_DO THIS:_ Copy out verbatim everything in the data from the line containing "Target: flower cluster" down to the final line of the data, including both of those lines.

_SUPPLIED DATA:_
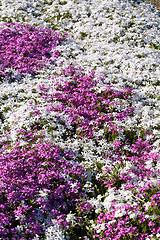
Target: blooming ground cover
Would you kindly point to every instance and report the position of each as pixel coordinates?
(79, 120)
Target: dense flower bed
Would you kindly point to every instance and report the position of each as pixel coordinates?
(79, 120)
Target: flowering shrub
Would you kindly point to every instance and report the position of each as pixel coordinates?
(37, 182)
(25, 48)
(87, 108)
(79, 130)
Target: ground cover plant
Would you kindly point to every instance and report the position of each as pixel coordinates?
(79, 120)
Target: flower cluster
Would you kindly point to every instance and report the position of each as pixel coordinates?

_SOLUTION FOR THIS PROBLEM:_
Target: flower cluster
Would you kindly point to every instance and report the position of each as pixel coordinates?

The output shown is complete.